Carry on the Kincardine history below, picking up right after its last sentence.

### DOCUMENT SEGMENT
• • • • • • •

The Village of Tiverton, located on the boundary between Kincardine Township and Bruce Township, was incorporated in 1879. To protect ships using the busy harbour, the Kincardine lighthouse was built in 1881.[2]

At some point during the late 1800s or early 1900s, the Village of Kincardine became the Town of Kincardine.

In 1902 F. E. Coombe and James Watson formed a partnership and began the operating the Coombe and Watson Furniture Company. In 1929 the company was renamed Coombe Furniture Co. Ltd. Coombe Furniture is recognized worldwide. When the Queen visited Charlottetown, Prince Edward Island, her suite was furnished with Coombe furniture. The company closed in 1973 when people started buying cheaper furniture, instead of the pricey but life-lasting Coombe furniture.

From 1907 to 1908 the Kincardine Public Library was built on Queen street.

Kincardine and District General Hospital was first proposed in November, 1908, by Madame Josephine Gualco, a wealthy, widely travelled European lady who, between her many trips to Europe, made her home in Kincardine. She had purchased the Grant property on Queen Street North and proposed to donate it along with $2,500 annually for the creation of a hospital to serve Kincardine and surrounding district. The hospital was incorporated on December 17, 1908, under the Ontario Companies Act.

• • • • • • •

### RECORD EXTRACTS

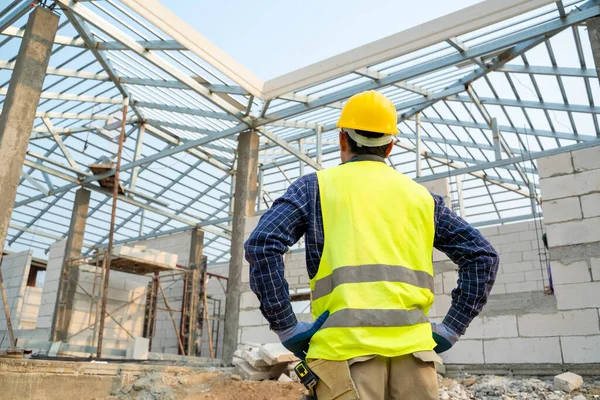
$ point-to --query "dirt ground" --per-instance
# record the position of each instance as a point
(205, 386)
(221, 385)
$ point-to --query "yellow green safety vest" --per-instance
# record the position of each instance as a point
(376, 273)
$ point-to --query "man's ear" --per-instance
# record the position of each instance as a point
(343, 141)
(389, 149)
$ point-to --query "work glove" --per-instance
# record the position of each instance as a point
(444, 337)
(297, 338)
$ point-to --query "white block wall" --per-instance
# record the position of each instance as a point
(31, 307)
(522, 259)
(569, 331)
(50, 289)
(126, 304)
(15, 271)
(165, 338)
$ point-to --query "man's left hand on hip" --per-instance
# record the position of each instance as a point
(297, 338)
(444, 337)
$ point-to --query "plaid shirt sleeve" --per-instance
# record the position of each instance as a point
(477, 262)
(278, 229)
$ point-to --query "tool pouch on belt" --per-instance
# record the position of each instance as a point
(335, 382)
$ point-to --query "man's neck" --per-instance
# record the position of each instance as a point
(365, 157)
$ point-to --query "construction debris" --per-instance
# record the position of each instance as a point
(267, 361)
(568, 381)
(489, 387)
(275, 353)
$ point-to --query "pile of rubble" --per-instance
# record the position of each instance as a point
(563, 387)
(266, 361)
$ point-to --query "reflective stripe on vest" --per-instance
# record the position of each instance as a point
(371, 273)
(376, 275)
(351, 317)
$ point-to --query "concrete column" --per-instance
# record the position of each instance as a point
(18, 114)
(70, 276)
(593, 25)
(21, 102)
(244, 199)
(196, 295)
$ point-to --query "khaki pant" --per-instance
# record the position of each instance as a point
(409, 377)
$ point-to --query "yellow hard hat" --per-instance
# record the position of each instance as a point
(369, 111)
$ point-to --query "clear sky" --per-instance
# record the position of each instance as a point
(272, 37)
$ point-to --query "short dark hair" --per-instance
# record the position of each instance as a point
(356, 149)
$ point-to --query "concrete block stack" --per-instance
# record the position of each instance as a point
(267, 361)
(522, 261)
(572, 180)
(126, 304)
(178, 245)
(31, 307)
(144, 253)
(530, 327)
(15, 271)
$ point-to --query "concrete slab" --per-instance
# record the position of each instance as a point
(568, 381)
(275, 353)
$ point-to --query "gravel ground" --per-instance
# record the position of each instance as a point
(489, 387)
(221, 384)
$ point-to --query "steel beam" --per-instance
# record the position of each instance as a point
(132, 45)
(34, 182)
(522, 41)
(287, 147)
(514, 160)
(21, 9)
(60, 143)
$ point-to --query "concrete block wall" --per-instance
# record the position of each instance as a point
(570, 184)
(126, 304)
(533, 328)
(522, 260)
(253, 327)
(56, 257)
(15, 271)
(31, 307)
(165, 338)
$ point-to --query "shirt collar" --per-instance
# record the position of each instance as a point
(366, 157)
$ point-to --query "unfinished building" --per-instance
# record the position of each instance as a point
(137, 157)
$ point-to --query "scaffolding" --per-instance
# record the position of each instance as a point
(189, 330)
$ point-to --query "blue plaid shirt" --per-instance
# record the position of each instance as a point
(298, 213)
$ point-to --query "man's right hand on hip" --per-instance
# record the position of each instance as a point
(297, 338)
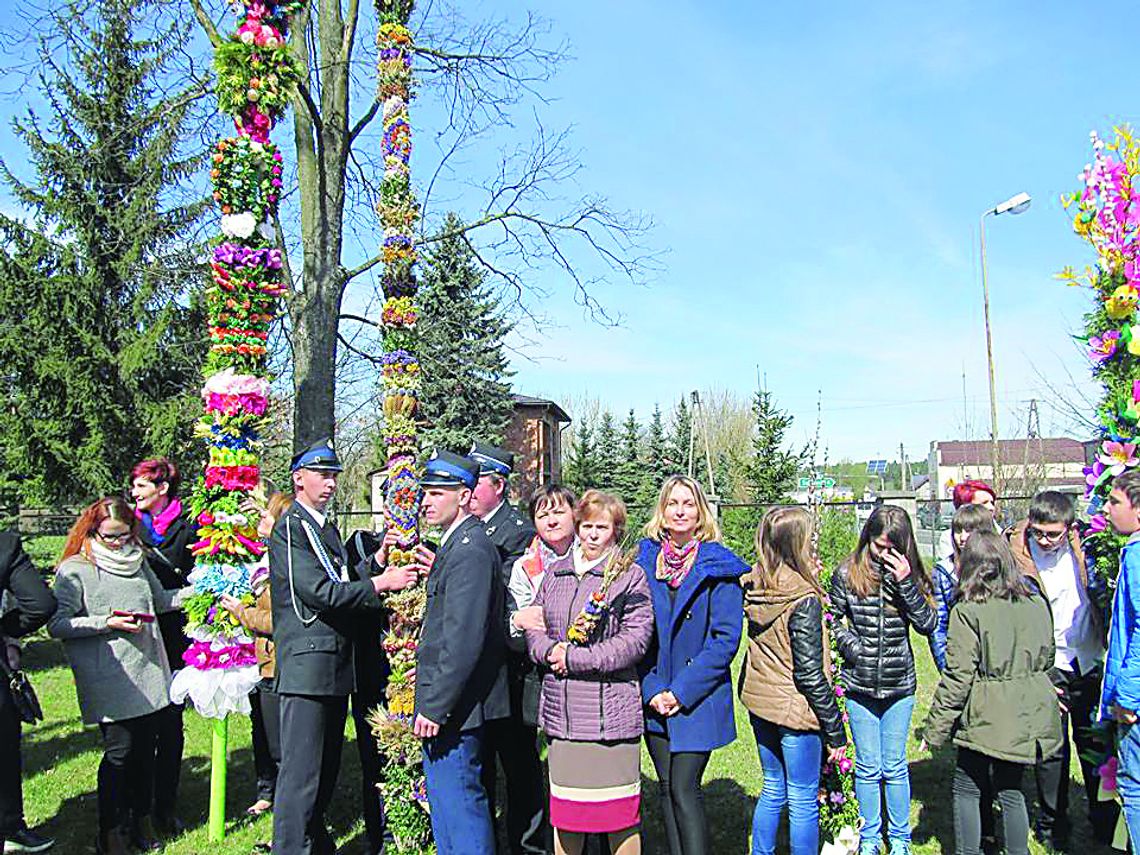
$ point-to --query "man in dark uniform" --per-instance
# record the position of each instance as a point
(25, 605)
(461, 682)
(318, 601)
(510, 739)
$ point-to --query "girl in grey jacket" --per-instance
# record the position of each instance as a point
(108, 601)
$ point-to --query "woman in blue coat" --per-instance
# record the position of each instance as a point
(698, 607)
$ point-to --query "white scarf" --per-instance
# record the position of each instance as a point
(124, 561)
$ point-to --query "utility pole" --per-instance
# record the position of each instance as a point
(966, 415)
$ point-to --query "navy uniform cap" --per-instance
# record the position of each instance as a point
(447, 469)
(491, 459)
(319, 456)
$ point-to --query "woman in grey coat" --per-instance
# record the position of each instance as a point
(108, 601)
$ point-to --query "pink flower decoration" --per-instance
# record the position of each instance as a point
(1107, 773)
(1118, 456)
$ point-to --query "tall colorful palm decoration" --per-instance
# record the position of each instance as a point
(405, 797)
(255, 79)
(1107, 214)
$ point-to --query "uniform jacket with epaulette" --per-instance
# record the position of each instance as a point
(318, 602)
(511, 532)
(461, 680)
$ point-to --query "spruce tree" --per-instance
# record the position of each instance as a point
(100, 328)
(772, 471)
(656, 466)
(628, 473)
(608, 454)
(677, 445)
(580, 471)
(466, 390)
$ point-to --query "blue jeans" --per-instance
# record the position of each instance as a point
(790, 762)
(461, 819)
(879, 730)
(1128, 779)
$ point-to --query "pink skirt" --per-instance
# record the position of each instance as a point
(595, 787)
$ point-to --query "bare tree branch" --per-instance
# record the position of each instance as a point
(208, 25)
(369, 357)
(364, 121)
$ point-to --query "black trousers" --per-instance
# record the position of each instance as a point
(682, 805)
(11, 794)
(972, 778)
(168, 759)
(127, 771)
(312, 735)
(516, 748)
(1082, 697)
(266, 725)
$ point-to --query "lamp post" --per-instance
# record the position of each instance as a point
(1014, 205)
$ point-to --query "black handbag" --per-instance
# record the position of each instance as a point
(23, 694)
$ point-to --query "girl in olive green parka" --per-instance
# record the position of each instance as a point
(995, 698)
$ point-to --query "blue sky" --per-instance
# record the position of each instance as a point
(816, 172)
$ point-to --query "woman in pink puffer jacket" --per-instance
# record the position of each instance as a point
(599, 626)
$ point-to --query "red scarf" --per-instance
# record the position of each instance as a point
(674, 563)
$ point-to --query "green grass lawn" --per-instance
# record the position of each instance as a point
(62, 756)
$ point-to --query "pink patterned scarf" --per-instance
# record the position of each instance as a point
(674, 563)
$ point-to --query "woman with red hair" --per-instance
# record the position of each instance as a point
(165, 534)
(108, 600)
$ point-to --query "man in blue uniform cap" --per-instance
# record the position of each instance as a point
(511, 740)
(317, 602)
(461, 683)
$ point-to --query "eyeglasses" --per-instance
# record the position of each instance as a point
(1049, 536)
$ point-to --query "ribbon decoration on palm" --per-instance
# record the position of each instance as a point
(404, 788)
(255, 80)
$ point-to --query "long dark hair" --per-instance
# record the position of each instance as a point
(986, 570)
(895, 523)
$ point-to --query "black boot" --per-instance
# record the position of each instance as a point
(143, 833)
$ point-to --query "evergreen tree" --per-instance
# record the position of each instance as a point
(656, 467)
(628, 472)
(772, 471)
(676, 448)
(580, 471)
(608, 454)
(466, 391)
(102, 338)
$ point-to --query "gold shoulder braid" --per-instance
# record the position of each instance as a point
(591, 616)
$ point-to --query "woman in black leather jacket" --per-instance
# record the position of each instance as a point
(878, 595)
(784, 685)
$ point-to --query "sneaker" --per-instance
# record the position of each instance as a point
(27, 840)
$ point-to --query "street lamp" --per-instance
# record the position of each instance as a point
(1014, 205)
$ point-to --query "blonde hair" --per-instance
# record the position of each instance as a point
(707, 528)
(784, 537)
(596, 502)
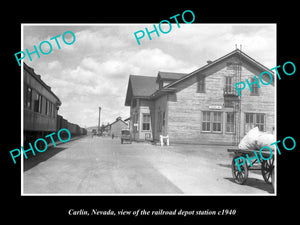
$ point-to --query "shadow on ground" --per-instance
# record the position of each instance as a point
(41, 157)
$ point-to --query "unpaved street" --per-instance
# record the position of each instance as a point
(103, 166)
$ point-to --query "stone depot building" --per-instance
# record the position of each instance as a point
(202, 107)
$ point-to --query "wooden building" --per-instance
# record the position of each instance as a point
(203, 106)
(116, 127)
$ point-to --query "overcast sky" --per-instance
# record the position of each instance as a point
(94, 70)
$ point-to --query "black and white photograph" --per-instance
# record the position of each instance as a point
(163, 117)
(128, 114)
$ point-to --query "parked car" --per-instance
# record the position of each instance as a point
(125, 136)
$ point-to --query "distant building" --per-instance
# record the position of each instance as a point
(116, 127)
(203, 106)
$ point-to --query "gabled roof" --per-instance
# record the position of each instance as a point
(39, 79)
(139, 86)
(116, 121)
(171, 76)
(172, 86)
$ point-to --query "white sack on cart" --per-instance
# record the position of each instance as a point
(265, 139)
(255, 140)
(250, 139)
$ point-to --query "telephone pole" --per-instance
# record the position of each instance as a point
(99, 121)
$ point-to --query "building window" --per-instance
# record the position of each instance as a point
(206, 121)
(228, 85)
(146, 121)
(229, 103)
(254, 87)
(217, 122)
(28, 97)
(255, 120)
(201, 85)
(51, 112)
(212, 121)
(38, 103)
(230, 122)
(260, 121)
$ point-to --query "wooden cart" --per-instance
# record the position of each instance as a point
(267, 166)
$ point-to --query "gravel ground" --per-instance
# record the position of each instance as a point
(104, 166)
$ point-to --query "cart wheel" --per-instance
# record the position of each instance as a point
(239, 177)
(267, 169)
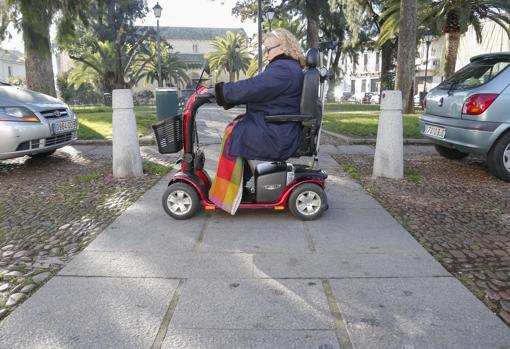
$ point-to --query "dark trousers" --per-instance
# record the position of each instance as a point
(247, 174)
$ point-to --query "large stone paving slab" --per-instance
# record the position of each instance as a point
(355, 230)
(241, 339)
(89, 313)
(254, 232)
(346, 265)
(156, 233)
(160, 264)
(252, 304)
(417, 313)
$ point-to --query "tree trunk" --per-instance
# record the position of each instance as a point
(330, 97)
(452, 48)
(388, 56)
(38, 65)
(312, 32)
(452, 30)
(406, 55)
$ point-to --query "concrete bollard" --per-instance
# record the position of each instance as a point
(389, 149)
(127, 160)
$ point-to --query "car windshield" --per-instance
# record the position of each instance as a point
(476, 73)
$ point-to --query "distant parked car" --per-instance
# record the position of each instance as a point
(33, 123)
(469, 113)
(366, 98)
(357, 97)
(345, 96)
(416, 99)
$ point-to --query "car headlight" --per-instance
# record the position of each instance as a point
(17, 114)
(71, 113)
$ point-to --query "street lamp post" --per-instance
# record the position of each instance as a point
(428, 41)
(237, 49)
(270, 16)
(259, 20)
(157, 12)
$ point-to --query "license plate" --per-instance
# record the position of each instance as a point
(435, 131)
(64, 126)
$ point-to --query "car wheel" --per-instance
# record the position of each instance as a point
(450, 153)
(498, 159)
(181, 201)
(43, 155)
(308, 202)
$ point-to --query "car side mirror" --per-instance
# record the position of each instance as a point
(206, 67)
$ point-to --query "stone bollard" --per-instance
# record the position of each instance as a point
(127, 160)
(389, 149)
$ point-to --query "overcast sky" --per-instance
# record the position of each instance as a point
(178, 13)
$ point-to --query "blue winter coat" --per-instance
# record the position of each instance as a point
(275, 91)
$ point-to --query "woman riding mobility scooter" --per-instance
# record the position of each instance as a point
(277, 185)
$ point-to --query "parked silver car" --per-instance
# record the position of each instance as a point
(469, 113)
(32, 123)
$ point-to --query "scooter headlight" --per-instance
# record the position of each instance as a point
(17, 114)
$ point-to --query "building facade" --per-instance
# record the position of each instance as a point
(191, 44)
(12, 65)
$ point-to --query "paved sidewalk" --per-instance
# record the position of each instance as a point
(260, 279)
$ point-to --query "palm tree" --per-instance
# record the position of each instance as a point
(451, 18)
(35, 21)
(96, 66)
(173, 68)
(226, 58)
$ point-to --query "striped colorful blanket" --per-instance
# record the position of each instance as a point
(227, 187)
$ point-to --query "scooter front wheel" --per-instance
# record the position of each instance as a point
(308, 201)
(181, 201)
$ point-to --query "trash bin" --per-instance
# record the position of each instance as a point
(167, 103)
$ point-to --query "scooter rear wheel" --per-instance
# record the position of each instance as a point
(181, 201)
(308, 202)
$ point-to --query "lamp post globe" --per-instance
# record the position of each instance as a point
(270, 16)
(157, 13)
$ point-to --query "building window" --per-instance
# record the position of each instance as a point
(374, 85)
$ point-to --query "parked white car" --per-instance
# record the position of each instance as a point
(33, 123)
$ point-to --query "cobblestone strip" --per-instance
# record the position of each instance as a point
(458, 212)
(51, 209)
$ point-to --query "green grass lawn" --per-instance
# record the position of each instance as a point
(364, 123)
(96, 121)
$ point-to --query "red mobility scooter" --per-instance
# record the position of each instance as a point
(277, 185)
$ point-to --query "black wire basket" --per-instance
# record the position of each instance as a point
(169, 134)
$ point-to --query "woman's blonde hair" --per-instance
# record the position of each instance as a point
(289, 44)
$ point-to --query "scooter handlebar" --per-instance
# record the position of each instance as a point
(210, 94)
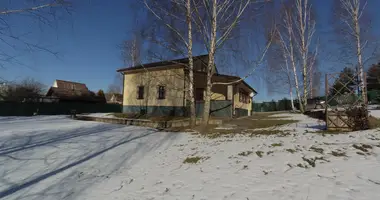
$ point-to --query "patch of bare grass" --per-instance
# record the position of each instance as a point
(291, 150)
(338, 154)
(316, 149)
(373, 122)
(147, 117)
(245, 153)
(194, 160)
(276, 144)
(259, 153)
(363, 147)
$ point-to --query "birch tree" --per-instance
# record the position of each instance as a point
(285, 38)
(304, 31)
(185, 37)
(44, 12)
(216, 25)
(352, 14)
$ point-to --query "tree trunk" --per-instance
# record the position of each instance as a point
(295, 71)
(304, 77)
(359, 54)
(210, 66)
(191, 66)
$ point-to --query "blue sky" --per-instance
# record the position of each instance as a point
(87, 43)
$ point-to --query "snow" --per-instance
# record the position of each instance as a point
(59, 158)
(375, 113)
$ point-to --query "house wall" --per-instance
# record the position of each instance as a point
(173, 80)
(218, 92)
(241, 108)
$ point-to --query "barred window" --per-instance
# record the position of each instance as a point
(161, 92)
(140, 92)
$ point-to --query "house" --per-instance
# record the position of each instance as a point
(73, 92)
(160, 89)
(3, 89)
(115, 98)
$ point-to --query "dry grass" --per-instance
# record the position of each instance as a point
(373, 122)
(152, 118)
(193, 160)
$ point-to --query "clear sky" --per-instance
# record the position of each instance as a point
(87, 43)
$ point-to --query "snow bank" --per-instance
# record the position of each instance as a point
(66, 159)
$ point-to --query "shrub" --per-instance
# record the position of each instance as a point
(358, 117)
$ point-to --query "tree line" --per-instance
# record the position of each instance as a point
(280, 36)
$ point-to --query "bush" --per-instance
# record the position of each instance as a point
(358, 117)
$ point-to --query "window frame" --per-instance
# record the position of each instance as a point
(196, 94)
(161, 92)
(140, 92)
(243, 97)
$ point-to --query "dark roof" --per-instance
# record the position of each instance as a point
(184, 61)
(68, 84)
(74, 95)
(235, 78)
(161, 63)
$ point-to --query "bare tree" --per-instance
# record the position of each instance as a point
(213, 23)
(305, 29)
(45, 12)
(216, 25)
(285, 38)
(131, 50)
(168, 15)
(27, 88)
(355, 28)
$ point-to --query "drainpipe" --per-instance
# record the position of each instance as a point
(184, 92)
(122, 92)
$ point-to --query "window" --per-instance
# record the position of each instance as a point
(244, 97)
(161, 92)
(199, 94)
(140, 92)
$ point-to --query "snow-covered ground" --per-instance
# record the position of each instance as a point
(58, 158)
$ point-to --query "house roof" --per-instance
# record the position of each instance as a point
(183, 61)
(235, 78)
(78, 86)
(162, 63)
(77, 95)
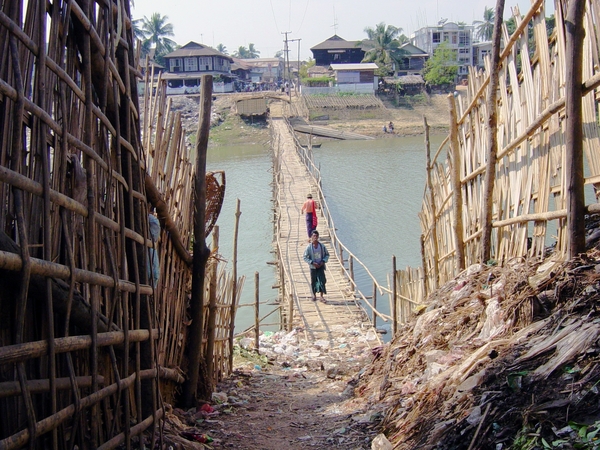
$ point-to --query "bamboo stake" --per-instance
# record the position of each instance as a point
(212, 312)
(574, 132)
(238, 213)
(256, 313)
(492, 141)
(201, 251)
(456, 188)
(394, 298)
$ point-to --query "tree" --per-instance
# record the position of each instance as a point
(155, 32)
(222, 49)
(485, 27)
(441, 69)
(252, 52)
(383, 47)
(241, 52)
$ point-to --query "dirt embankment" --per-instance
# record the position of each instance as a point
(229, 129)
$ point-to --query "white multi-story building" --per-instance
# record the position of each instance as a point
(459, 38)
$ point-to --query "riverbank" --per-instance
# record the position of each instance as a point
(230, 129)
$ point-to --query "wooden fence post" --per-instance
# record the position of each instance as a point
(291, 313)
(456, 187)
(233, 309)
(574, 132)
(433, 231)
(374, 305)
(212, 314)
(201, 251)
(492, 140)
(256, 313)
(394, 298)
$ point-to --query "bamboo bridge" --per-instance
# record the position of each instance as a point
(341, 310)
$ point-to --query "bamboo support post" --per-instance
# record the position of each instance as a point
(374, 305)
(234, 293)
(212, 314)
(394, 298)
(456, 187)
(574, 131)
(256, 312)
(201, 251)
(291, 313)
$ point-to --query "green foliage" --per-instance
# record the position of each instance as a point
(317, 81)
(154, 33)
(485, 27)
(441, 69)
(304, 69)
(383, 47)
(222, 49)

• • • • • • •

### TASK ANSWER
For a small, growing town, communication is a huge asset. However, the telephone had not reached Kincardine. Since Bell was not interested in supplying rural service, the people in the surrounding townships began to organize their own company. On July 11, 1912, the Bruce Municipal Telephone Company was born. The company is now called "Bruce Telecom." On January 23, 2014, Eastlink announced they had purchased Bruce Telecom for $26.5 million.

===Amalgamation===
In 1998, the Village of Tiverton lost its separate incorporation, and became part of the Township of Bruce.

The Town of Kincardine, the Township of Kincardine, and the Township of Bruce were then amalgamated to form the Township of Kincardine-Bruce-Tiverton on January 1, 1999, with boundaries identical to those of the municipality that had existed in 1855. After the first election of the new municipal council, a plebiscite was conducted, and the name changed to the Municipality of Kincardine. In an interesting twist, one of the defeated options on the plebiscite was the name Penetangore.